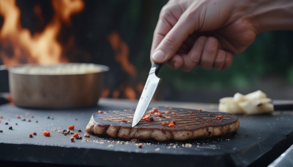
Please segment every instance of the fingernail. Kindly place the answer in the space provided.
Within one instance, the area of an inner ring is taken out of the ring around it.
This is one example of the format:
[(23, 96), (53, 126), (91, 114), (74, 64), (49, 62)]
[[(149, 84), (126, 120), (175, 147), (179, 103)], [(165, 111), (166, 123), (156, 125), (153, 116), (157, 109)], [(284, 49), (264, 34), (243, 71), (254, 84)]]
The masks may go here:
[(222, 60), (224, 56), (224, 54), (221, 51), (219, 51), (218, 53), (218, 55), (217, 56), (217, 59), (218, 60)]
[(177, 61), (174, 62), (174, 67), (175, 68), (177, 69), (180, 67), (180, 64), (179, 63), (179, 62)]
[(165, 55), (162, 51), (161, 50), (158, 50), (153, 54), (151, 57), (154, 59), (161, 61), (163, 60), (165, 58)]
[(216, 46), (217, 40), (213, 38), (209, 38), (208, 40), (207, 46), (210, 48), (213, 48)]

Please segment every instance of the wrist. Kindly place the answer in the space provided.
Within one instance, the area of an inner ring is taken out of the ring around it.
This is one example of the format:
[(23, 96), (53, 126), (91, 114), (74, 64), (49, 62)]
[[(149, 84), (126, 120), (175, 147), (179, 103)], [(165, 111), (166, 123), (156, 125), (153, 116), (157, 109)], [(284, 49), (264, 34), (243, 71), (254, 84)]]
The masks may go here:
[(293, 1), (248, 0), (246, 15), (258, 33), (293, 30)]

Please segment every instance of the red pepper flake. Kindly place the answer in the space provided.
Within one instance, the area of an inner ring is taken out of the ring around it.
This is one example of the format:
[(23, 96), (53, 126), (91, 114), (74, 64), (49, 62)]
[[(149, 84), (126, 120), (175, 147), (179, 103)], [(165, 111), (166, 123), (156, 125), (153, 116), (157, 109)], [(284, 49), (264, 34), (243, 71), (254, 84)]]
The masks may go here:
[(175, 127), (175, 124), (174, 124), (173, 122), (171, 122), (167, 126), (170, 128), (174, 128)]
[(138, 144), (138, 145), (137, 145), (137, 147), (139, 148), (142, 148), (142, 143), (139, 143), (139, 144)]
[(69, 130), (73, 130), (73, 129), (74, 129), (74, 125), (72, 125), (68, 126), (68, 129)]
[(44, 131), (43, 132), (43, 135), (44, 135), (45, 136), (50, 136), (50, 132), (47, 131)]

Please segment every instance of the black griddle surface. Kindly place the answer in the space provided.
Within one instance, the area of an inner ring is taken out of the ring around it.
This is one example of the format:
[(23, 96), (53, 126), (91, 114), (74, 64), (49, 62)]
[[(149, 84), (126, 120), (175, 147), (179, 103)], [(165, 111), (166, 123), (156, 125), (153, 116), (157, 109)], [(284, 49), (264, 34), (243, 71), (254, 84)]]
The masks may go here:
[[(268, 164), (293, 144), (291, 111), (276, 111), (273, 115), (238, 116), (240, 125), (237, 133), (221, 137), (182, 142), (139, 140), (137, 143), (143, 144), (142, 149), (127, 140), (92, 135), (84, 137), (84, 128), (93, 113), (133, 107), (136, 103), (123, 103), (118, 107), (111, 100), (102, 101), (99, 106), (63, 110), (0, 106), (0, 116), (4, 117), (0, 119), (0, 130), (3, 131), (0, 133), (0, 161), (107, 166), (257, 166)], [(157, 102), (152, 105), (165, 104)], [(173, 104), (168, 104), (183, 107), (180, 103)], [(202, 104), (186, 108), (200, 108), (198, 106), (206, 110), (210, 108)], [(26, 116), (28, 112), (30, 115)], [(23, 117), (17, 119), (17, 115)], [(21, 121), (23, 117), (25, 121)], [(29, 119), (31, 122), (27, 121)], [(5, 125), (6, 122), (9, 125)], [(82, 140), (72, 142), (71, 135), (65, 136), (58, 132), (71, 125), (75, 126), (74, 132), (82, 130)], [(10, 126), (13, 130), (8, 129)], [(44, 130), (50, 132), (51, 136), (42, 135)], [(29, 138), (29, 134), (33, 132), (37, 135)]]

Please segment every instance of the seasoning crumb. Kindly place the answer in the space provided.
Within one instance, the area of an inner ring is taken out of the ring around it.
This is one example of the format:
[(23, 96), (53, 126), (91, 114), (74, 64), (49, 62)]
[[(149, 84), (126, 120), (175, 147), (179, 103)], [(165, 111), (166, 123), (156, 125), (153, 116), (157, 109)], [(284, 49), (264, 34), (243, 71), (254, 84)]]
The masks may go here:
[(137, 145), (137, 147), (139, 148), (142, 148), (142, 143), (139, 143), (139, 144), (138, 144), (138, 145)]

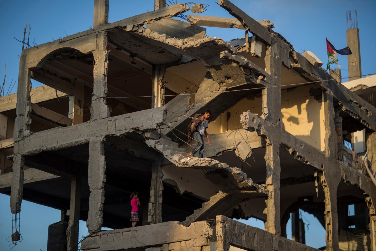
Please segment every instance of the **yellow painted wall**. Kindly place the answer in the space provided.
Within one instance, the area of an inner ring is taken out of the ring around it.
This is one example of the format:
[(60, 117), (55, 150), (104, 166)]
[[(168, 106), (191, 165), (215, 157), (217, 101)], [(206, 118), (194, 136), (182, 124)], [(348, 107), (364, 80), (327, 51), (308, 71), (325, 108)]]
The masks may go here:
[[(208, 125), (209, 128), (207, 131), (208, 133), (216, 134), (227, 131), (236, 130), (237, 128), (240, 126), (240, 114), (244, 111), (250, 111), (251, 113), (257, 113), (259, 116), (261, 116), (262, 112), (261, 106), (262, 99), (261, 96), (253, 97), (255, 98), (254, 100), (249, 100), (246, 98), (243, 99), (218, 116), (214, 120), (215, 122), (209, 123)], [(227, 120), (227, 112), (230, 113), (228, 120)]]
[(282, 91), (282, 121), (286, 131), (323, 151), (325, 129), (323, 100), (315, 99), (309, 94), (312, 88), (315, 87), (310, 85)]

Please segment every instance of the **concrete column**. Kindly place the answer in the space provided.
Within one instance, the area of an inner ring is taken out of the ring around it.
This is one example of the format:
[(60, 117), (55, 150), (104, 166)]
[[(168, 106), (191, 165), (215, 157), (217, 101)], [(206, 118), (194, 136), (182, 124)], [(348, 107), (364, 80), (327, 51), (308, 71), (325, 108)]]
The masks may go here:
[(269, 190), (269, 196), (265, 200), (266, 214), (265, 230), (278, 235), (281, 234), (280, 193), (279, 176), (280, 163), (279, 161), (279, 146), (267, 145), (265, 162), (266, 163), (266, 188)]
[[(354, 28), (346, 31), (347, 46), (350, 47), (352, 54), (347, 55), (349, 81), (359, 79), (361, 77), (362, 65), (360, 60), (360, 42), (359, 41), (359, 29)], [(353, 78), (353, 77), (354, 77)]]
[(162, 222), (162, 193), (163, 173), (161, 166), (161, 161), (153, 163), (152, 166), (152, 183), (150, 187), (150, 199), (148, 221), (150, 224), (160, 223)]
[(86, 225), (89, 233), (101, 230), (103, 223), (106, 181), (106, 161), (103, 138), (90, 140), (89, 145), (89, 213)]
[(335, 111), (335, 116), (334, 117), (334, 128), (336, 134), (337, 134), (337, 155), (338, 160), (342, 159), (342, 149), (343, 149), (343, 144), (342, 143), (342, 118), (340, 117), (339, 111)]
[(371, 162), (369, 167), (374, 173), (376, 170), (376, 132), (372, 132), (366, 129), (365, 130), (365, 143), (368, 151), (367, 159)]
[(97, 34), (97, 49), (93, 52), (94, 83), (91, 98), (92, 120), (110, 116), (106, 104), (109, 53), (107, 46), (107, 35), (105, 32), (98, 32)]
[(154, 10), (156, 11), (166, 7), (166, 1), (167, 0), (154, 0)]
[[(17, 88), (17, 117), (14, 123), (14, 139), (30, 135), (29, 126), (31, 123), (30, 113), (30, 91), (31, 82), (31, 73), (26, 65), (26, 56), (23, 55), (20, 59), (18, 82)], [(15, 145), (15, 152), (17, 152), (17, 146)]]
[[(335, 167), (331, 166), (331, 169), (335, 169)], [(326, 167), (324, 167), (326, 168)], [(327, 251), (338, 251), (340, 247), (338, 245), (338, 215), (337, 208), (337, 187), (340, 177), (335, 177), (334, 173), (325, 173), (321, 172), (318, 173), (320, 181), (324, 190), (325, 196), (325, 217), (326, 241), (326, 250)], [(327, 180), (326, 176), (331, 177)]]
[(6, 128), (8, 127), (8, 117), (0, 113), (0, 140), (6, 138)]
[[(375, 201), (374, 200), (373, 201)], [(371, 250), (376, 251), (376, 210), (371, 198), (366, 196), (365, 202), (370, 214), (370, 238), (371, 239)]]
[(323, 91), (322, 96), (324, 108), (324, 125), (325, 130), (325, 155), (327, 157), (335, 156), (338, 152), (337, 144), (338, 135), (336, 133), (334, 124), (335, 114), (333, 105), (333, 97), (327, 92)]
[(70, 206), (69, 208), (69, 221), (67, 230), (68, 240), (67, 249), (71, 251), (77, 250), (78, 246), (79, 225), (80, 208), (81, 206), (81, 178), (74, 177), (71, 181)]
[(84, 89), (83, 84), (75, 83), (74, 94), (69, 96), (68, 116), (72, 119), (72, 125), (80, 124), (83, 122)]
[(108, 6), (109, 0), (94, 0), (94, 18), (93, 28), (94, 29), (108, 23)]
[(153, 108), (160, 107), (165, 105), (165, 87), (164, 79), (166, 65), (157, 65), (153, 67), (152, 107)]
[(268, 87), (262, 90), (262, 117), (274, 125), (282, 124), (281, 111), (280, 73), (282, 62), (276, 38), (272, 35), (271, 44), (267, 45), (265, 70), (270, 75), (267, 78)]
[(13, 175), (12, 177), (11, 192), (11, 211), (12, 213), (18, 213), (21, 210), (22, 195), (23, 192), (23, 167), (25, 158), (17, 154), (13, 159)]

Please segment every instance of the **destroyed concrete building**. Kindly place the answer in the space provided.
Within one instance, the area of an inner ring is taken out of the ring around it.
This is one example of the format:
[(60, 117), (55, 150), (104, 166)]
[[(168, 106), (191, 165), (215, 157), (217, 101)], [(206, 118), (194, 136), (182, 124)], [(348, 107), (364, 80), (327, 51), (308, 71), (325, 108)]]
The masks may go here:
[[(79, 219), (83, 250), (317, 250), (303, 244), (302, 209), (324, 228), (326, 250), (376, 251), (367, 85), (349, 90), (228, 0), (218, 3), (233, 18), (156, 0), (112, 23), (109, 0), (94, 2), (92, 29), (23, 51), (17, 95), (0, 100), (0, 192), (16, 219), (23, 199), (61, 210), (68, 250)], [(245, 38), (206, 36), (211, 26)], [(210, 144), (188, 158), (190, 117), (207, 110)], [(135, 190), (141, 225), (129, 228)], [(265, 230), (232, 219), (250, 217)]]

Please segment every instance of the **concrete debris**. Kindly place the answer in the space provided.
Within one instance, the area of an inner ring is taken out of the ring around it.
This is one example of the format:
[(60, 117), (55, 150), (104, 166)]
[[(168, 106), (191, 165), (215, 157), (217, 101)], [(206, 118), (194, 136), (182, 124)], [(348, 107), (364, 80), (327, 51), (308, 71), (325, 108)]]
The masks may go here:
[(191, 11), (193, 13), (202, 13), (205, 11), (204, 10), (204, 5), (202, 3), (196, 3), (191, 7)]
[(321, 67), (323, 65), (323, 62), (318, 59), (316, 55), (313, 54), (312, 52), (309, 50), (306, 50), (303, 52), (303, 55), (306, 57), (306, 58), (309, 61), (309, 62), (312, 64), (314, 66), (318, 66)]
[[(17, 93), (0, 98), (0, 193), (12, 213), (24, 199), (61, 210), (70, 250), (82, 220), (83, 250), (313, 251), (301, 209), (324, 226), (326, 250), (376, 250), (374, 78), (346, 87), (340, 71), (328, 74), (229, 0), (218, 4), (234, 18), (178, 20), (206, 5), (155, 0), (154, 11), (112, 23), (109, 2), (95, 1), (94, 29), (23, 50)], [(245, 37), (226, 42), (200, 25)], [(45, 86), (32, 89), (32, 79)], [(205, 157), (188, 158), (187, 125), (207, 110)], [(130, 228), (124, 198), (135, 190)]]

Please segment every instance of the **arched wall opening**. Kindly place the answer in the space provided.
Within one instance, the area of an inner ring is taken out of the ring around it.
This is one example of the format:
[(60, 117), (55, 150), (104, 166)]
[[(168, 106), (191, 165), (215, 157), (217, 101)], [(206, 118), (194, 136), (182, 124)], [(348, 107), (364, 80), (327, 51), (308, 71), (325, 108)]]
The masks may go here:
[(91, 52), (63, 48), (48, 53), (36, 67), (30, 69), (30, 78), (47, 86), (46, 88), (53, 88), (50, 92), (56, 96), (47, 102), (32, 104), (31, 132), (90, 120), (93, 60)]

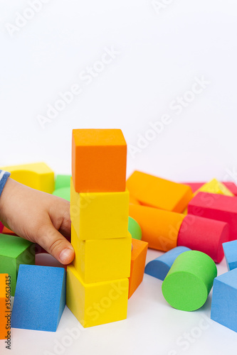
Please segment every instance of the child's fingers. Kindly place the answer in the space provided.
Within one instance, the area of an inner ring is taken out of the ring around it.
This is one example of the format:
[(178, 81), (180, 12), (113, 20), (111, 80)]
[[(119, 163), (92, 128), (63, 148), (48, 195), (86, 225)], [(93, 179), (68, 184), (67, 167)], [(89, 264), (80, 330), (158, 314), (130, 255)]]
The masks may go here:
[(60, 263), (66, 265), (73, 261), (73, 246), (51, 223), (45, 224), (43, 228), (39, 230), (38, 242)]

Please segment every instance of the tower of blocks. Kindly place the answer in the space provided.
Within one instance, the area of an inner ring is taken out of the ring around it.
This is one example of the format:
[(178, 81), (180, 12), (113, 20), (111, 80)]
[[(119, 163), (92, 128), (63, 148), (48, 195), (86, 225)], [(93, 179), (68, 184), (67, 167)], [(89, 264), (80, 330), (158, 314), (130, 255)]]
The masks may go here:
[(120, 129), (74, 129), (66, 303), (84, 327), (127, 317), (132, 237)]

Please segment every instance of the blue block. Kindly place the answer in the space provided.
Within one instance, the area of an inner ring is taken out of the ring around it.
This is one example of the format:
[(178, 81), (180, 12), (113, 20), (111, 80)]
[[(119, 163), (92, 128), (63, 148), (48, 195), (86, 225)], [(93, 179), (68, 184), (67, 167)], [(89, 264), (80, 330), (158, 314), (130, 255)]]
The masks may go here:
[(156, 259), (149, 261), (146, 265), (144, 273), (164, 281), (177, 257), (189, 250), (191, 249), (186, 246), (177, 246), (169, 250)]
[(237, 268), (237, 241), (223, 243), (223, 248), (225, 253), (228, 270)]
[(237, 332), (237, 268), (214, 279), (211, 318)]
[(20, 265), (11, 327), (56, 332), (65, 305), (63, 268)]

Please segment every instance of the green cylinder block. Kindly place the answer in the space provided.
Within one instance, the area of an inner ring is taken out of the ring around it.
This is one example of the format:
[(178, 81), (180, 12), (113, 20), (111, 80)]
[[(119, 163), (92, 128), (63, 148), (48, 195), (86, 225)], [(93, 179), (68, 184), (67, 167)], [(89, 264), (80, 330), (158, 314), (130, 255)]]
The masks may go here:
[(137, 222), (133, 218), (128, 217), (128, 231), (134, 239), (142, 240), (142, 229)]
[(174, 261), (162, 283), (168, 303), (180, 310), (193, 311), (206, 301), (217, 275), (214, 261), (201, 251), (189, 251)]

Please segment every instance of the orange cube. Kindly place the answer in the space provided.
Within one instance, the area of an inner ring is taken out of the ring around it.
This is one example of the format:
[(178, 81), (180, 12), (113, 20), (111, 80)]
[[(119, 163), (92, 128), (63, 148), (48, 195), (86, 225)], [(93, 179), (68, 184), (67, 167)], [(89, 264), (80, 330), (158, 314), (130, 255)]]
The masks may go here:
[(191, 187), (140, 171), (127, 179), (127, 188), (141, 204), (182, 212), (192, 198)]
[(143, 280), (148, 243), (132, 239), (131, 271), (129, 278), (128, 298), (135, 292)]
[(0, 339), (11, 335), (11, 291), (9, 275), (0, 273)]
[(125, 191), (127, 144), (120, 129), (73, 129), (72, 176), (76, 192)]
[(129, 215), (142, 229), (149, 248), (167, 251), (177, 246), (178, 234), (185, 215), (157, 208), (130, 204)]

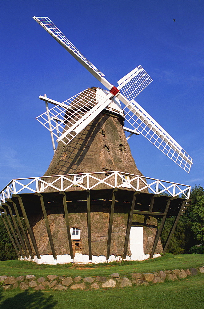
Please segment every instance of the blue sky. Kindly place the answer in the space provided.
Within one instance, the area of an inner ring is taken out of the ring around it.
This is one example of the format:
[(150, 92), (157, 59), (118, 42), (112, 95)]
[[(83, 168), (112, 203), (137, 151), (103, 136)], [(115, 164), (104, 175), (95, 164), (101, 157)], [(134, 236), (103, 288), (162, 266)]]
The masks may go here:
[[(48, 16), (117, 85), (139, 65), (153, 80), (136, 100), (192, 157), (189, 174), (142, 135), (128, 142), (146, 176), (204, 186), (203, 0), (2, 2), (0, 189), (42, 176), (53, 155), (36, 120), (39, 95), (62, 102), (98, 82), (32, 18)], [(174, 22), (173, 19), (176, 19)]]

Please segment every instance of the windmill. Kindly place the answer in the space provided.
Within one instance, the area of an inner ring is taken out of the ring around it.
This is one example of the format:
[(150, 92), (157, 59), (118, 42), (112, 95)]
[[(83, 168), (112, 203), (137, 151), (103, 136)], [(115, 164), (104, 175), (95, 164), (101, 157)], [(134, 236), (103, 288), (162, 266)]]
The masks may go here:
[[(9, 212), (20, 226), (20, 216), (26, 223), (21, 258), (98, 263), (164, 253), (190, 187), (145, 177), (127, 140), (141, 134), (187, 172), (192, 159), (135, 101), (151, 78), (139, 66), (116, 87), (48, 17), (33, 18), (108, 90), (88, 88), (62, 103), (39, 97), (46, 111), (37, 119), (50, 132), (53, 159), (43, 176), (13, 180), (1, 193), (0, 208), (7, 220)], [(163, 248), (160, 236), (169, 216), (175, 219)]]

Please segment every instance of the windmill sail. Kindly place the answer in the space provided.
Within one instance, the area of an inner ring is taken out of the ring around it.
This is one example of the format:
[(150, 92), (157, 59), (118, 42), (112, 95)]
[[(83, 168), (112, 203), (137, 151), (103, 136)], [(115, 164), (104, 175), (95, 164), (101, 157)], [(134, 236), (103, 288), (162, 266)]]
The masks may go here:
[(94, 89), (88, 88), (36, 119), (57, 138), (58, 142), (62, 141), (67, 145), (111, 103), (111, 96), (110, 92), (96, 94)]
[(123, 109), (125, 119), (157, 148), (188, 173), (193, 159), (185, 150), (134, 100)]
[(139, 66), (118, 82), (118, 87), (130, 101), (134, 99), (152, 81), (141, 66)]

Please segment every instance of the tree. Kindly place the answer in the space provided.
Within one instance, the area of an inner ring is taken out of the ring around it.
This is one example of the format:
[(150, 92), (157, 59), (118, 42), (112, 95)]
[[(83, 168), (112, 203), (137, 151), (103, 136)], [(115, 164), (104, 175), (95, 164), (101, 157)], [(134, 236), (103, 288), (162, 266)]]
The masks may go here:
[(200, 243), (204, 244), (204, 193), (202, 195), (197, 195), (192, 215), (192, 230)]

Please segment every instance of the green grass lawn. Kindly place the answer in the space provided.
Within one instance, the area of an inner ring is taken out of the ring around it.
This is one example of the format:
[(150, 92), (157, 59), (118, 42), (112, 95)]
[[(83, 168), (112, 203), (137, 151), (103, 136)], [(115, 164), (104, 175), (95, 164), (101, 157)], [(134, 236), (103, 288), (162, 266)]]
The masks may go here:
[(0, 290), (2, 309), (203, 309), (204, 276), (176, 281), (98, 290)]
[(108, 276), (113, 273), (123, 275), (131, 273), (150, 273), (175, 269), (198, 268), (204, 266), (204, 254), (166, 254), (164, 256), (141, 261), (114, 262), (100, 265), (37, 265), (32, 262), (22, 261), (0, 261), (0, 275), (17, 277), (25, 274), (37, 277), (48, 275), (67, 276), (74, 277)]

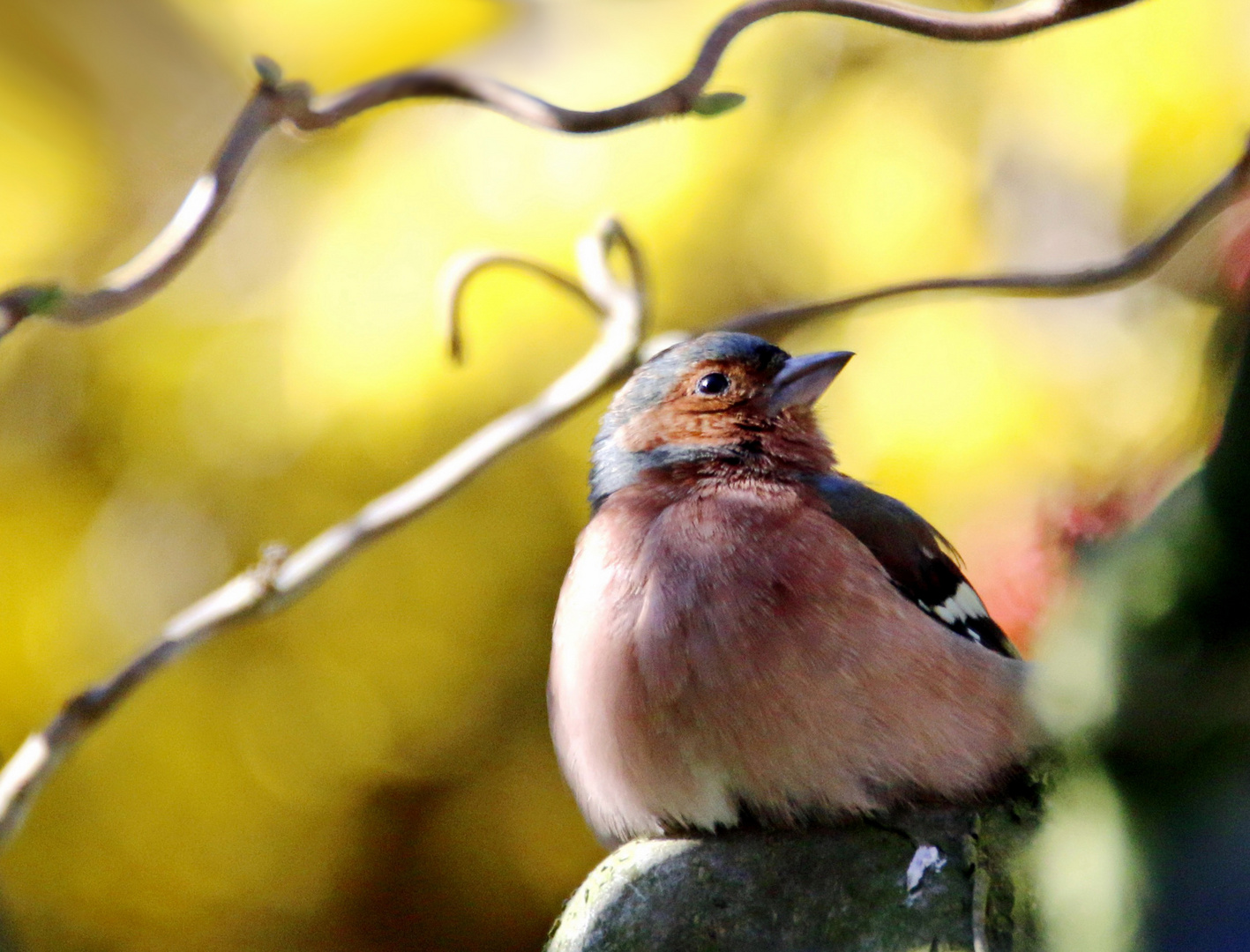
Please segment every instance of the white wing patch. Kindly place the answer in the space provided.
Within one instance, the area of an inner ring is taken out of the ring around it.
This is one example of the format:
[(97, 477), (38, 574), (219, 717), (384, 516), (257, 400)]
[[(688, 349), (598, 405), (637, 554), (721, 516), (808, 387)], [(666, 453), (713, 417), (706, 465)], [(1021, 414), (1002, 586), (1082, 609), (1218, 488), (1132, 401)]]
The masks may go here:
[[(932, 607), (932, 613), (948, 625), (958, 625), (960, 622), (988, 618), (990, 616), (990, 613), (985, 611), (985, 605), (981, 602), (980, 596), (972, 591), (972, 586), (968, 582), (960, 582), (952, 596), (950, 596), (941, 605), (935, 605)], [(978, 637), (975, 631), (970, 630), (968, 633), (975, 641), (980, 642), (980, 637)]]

******************************

_BRIEF_
Could you give the lines of the items between the line containing "Please segment every instance of the red" and the line containing "132), (47, 131)]", inclusive, as a Markdown table with a Row column for the row number and a Text column for the line, leaving out any blank lines?

_SOLUTION_
| Row | Text |
|---|---|
| 1 | Please segment every instance of the red pepper flake. Kindly place the answer in the space provided. |
| 2 | Within one instance, the area of an inner ring is taken out of the ring around it. |
| 3 | This is one example of the format: |
| 4 | [(23, 96), (53, 126), (91, 114), (74, 64), (49, 62)] |
| 5 | [[(149, 84), (126, 120), (175, 147), (179, 103)], [(165, 111), (166, 123), (156, 125), (153, 116), (157, 109)], [(284, 49), (264, 34), (243, 71), (254, 84)]] |
| 6 | The masks may go here: |
| 7 | [(175, 127), (175, 124), (174, 124), (173, 122), (171, 122), (167, 126), (170, 128), (174, 128)] |
| 8 | [(138, 144), (138, 145), (137, 145), (137, 147), (139, 148), (142, 148), (142, 143), (139, 143), (139, 144)] |
| 9 | [(69, 130), (73, 130), (73, 129), (74, 129), (74, 125), (72, 125), (68, 126), (68, 129)] |
| 10 | [(44, 131), (43, 132), (43, 135), (44, 135), (45, 136), (50, 136), (50, 132), (47, 131)] |